Dataset extract: Begin

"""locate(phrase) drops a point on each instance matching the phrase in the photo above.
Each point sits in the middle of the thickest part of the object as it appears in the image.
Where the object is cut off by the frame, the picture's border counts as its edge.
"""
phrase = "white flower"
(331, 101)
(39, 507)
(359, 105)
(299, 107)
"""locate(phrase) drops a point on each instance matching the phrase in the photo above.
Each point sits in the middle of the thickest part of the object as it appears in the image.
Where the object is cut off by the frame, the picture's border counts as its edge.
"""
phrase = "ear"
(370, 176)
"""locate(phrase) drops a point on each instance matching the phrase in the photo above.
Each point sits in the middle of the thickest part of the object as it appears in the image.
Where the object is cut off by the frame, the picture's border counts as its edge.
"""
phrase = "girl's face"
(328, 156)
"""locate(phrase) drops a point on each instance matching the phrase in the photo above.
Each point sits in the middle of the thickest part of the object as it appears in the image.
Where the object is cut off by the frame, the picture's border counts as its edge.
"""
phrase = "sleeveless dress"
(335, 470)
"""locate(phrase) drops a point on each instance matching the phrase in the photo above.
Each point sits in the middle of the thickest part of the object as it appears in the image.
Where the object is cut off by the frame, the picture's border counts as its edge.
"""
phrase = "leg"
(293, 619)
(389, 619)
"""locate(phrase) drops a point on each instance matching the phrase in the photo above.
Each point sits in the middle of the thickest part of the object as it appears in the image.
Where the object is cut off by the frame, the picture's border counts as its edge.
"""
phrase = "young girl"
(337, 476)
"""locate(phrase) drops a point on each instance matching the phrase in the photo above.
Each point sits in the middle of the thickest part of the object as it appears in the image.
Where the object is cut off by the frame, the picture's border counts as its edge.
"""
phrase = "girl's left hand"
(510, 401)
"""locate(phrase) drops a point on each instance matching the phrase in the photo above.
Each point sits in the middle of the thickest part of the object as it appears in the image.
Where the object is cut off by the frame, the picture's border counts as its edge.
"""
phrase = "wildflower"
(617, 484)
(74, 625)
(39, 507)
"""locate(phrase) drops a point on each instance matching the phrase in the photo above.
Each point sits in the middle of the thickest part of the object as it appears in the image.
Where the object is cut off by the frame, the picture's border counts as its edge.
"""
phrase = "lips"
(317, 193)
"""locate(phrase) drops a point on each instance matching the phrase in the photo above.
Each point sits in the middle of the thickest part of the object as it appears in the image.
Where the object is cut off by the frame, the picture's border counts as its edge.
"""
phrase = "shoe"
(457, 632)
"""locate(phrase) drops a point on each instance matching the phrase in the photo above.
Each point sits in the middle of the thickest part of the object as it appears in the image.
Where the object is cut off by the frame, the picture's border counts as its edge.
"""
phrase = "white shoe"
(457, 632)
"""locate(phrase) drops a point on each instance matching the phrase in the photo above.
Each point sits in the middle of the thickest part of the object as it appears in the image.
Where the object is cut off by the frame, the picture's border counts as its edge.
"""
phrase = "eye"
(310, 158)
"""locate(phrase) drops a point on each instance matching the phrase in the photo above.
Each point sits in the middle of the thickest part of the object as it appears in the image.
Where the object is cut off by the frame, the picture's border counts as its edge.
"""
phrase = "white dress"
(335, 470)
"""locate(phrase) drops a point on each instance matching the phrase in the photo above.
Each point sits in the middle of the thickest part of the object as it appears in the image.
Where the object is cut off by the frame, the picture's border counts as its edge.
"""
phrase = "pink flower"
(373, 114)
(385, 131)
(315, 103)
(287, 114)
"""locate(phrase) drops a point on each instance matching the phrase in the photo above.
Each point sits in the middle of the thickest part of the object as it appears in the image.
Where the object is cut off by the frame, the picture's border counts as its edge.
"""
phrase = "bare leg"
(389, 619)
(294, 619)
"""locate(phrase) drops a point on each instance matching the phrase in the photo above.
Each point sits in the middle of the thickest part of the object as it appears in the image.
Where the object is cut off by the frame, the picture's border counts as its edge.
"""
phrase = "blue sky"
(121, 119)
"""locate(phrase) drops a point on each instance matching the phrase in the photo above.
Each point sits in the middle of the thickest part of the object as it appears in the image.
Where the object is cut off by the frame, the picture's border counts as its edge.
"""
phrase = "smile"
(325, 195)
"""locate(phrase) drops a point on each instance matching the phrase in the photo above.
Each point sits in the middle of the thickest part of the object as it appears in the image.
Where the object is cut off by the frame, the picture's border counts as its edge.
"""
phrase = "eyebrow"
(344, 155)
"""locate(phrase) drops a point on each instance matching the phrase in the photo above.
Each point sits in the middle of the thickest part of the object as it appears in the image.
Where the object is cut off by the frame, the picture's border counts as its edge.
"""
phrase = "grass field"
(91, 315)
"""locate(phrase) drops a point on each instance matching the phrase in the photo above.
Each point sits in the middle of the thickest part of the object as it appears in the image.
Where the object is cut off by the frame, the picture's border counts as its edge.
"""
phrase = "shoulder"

Dataset extract: End

> [Task instructions] Output every record exactly as written, with nothing dropped.

> [Exercise solution]
"""locate(phrase) drops a point on each instance matching the phrase in the photo above.
Each point sits in the middle of the thickest part of the object as it appears in the image.
Where the object is cut off by the frame, the picture's border counts as its edge.
"""
phrase = "white flower"
(331, 101)
(39, 507)
(359, 105)
(299, 107)
"""locate(phrase) drops a point on each instance matching the phrase in the photo above.
Each point sits in the middle of the thickest part of the object as it appears in the image.
Where the object is cut off by the frame, the picture's border counts as its edge.
"""
phrase = "ear"
(370, 176)
"""locate(phrase) drops a point on each instance matching the phrase in the photo above.
Each point sits in the middle of the thickest part of the object as it appears in the image.
Where the object is cut off by the frame, the picture's border counts as its edge.
"""
phrase = "girl's face"
(328, 156)
"""locate(phrase) drops a point on each instance matching the phrase in the photo above.
Each point sits in the middle of the thickest part of the object as it appears in the image.
Where the object is cut off by the frame, the picture's border counts as its edge.
"""
phrase = "sleeveless dress"
(335, 470)
"""locate(phrase) drops a point on each instance matching the phrase in the photo above.
Each point sits in the middle of the thickest part of the object as it appears in the image.
Where the object is cut off by the frame, the picture's border counts as its edge.
"""
phrase = "leg"
(293, 619)
(389, 619)
"""locate(phrase) drops a point on each instance matching the phrase in the photo above.
Each point sits in the middle of the thickest part of the object as it appears in the image.
Where the object is cut off by the frame, the picture's border counts as its edge.
"""
phrase = "young girl"
(337, 476)
"""locate(phrase) drops a point on each instance matching the phrase in the photo above.
Each point sits in the middle of the thickest part of the object as it appears in the image.
Where the object is cut off by the frame, the picture's border counts as its edge.
"""
phrase = "girl's left hand"
(510, 401)
"""locate(phrase) drops a point on each instance matching the phrase in the photo above.
Each point sits in the middle of the thickest part of the object as it appears in the image.
Where the object is cut off by the frame, the picture's border counts as its edge.
"""
phrase = "wildflower"
(617, 484)
(74, 625)
(39, 507)
"""locate(phrase) drops a point on each instance matching the phrase in the photo above.
Each point sits in the middle of the thickest part of the object as it appears in the image.
Where the object is cut off by the frame, the picture's border counts as its edge.
"""
phrase = "lips"
(317, 193)
"""locate(phrase) drops a point on each instance matching the phrase in the photo above.
Each point sits in the middle of the thickest part of the object as it appears in the image.
Where the object is cut off by the frame, the picture's border counts as its edge.
"""
phrase = "shoe"
(457, 632)
"""locate(phrase) drops a point on each instance matching the phrase in the photo above.
Each point sits in the middle of the thickest part of the object as it appears in the image.
Where the object is cut off by the frame, the picture's border counts as its edge.
"""
phrase = "white shoe"
(457, 632)
"""locate(phrase) drops a point on each instance matching the phrase in the photo above.
Each point sits in the middle of the thickest part of the object as it appears in the image.
Where the object is cut off by the frame, the picture's border counts as its edge.
"""
phrase = "eye"
(310, 158)
"""locate(phrase) drops a point on each instance matching the phrase in the photo above.
Each point sits in the middle of the thickest part of the object as it appears in the image.
Where the object is cut off by the frame, the picture's border counts as its edge.
"""
phrase = "white dress"
(335, 470)
"""locate(phrase) drops a point on each instance matching the phrase in the photo above.
Each point sits in the middle of the thickest part of the object as it appears in the image.
Where the object is cut off by the frame, the picture's border counts as its edge.
"""
phrase = "pink flower"
(373, 114)
(385, 131)
(315, 103)
(287, 114)
"""locate(phrase) drops a point on each instance matching the phrase in the photo above.
Each point sits in the middle of the thickest part of the object as it appears in the image.
Where the object is cut off by the frame, the picture's border counts as its edge.
"""
phrase = "bare leg"
(389, 619)
(294, 619)
"""locate(phrase) drops a point on each instance matching the phrase in the photo above.
Each point sits in the middle of the thickest part of the object as it appears in the image.
Where the object is cut off by the frame, the picture's border counts as its edge.
"""
phrase = "blue sky"
(121, 119)
"""locate(phrase) drops a point on each instance matching the phrase in the photo above.
Each point sits in the middle of the thickest part of the object as it appears in the image.
Where the object is cut off by the frame, the picture's border counts as its edge.
"""
phrase = "smile"
(325, 195)
"""locate(phrase) drops a point on each instance matching the phrase in the photo above.
Each point sits in the middle of the thickest part of the object as it appears in the image.
Where the object is cut off by the frame, the picture's border counts as its edge.
"""
phrase = "eyebrow"
(344, 155)
"""locate(phrase) drops a point on each instance matching the phrase in the photo above.
Each point sits in the middle of the thickest part of the object as it appears in the image.
Where the object is cut off by the frame, the picture's border counts as its edge.
"""
phrase = "grass field"
(91, 315)
"""locate(phrase) drops a point on each instance matching the phrase in the photo above.
Each point sits in the middle of the thickest part of the object as it appears in the image.
Where the object is cut off by the frame, the picture's border counts as its edge.
"""
phrase = "shoulder"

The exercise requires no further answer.